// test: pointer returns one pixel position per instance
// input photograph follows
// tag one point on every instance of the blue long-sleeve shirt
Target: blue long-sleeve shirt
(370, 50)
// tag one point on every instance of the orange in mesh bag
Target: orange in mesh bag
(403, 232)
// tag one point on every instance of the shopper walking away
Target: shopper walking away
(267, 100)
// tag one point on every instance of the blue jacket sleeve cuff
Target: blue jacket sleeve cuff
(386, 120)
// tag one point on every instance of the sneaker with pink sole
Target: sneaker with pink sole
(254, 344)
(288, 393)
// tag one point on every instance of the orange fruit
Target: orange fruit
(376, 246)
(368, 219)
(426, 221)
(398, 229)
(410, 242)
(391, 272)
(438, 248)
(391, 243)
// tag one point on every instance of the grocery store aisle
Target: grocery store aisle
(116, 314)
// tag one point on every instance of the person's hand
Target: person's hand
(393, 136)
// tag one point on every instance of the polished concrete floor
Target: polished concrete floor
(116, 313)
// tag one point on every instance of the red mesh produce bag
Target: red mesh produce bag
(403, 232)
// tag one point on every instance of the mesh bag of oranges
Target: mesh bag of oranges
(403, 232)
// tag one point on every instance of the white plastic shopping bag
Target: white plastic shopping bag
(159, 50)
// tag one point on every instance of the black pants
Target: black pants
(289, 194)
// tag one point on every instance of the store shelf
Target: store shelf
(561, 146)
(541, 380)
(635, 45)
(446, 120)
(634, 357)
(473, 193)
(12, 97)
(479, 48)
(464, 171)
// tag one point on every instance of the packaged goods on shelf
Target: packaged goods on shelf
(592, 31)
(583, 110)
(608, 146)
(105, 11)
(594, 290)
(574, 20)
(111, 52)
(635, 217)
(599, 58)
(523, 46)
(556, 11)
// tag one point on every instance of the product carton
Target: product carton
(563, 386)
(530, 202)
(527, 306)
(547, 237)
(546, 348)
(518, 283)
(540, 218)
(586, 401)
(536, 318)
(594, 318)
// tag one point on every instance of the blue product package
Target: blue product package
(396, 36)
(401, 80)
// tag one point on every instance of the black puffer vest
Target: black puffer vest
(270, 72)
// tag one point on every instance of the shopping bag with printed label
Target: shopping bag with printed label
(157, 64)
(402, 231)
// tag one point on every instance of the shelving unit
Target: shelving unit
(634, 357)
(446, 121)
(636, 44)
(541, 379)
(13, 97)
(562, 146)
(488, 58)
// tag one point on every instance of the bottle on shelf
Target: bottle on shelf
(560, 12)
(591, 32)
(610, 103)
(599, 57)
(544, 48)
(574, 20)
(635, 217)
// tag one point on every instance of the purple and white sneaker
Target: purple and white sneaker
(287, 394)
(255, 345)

SET TASK » Rewrite all the items above so that each "sneaker" becomes "shoe", and keep every other line unchanged.

RESULT FOR THIS EXERCISE »
// test: pointer returns one pixel position per instance
// input photograph follows
// tag one point on every instance of the blue long-sleeve shirt
Target: blue long-sleeve shirt
(370, 50)
// tag one point on every instance of the orange in mesh bag
Target: orange in mesh bag
(403, 232)
// tag one point on every instance of the shopper walking away
Target: shopper walking away
(267, 100)
// tag one point on every instance of the blue jacket sleeve cuff
Target: blue jacket sleeve cuff
(386, 120)
// tag one point on every instance of the shoe with pink sole
Target: shoe with pink sole
(254, 344)
(288, 393)
// tag one point on every instance of the orange fruit
Target: orange fruit
(376, 246)
(368, 219)
(426, 221)
(398, 229)
(410, 242)
(391, 272)
(438, 248)
(391, 243)
// tag one point on every instance of the grocery store aisle
Target: grocery store aisle
(116, 314)
// tag one point on every instance of the person's hand
Target: person's hand
(393, 136)
// tag one point on every instance of the polished concrete floor
Target: polished concrete floor
(116, 313)
// tag one point on every instance of the red mesh produce bag
Target: red mesh produce bag
(403, 232)
// tag one point on every instance of the mesh bag of oranges
Target: mesh bag of oranges
(403, 232)
// tag one point on every instance of the white plastic shopping bag
Target: white plastic shopping bag
(159, 50)
// tag one point on every instance of the black pants
Target: black pants
(289, 194)
// tag one point on every instance of the store shelf
Target: store shelf
(561, 146)
(541, 380)
(635, 45)
(446, 120)
(634, 357)
(473, 193)
(12, 97)
(479, 48)
(464, 171)
// tag one point on every instance of the packaged goods on shelf
Target: packaged goods on shelf
(592, 31)
(583, 110)
(608, 146)
(105, 11)
(594, 290)
(574, 20)
(111, 52)
(635, 217)
(599, 58)
(523, 46)
(556, 11)
// tag one point on every instance of the product carton
Target: product carton
(563, 386)
(530, 202)
(527, 306)
(547, 237)
(546, 348)
(518, 283)
(540, 218)
(586, 401)
(536, 318)
(594, 318)
// tag one point on every instance of the blue product package
Target: blue product package
(396, 36)
(401, 80)
// tag one point on every instance of the black puffer vest
Target: black puffer vest
(270, 72)
// tag one point on every instance of the shopping bag with printed label
Target: shopping bag with printed label
(157, 64)
(402, 231)
// tag one point on every instance of the shelving unit
Target: shelving unit
(634, 357)
(446, 121)
(636, 44)
(541, 379)
(13, 97)
(562, 146)
(488, 58)
// tag one point on every instance of the bottle on shelf
Target: bottle on shelf
(560, 12)
(591, 32)
(610, 103)
(599, 57)
(544, 48)
(574, 20)
(635, 217)
// tag one point on every instance of the purple and white shoe
Target: purple and white shoe
(287, 394)
(255, 345)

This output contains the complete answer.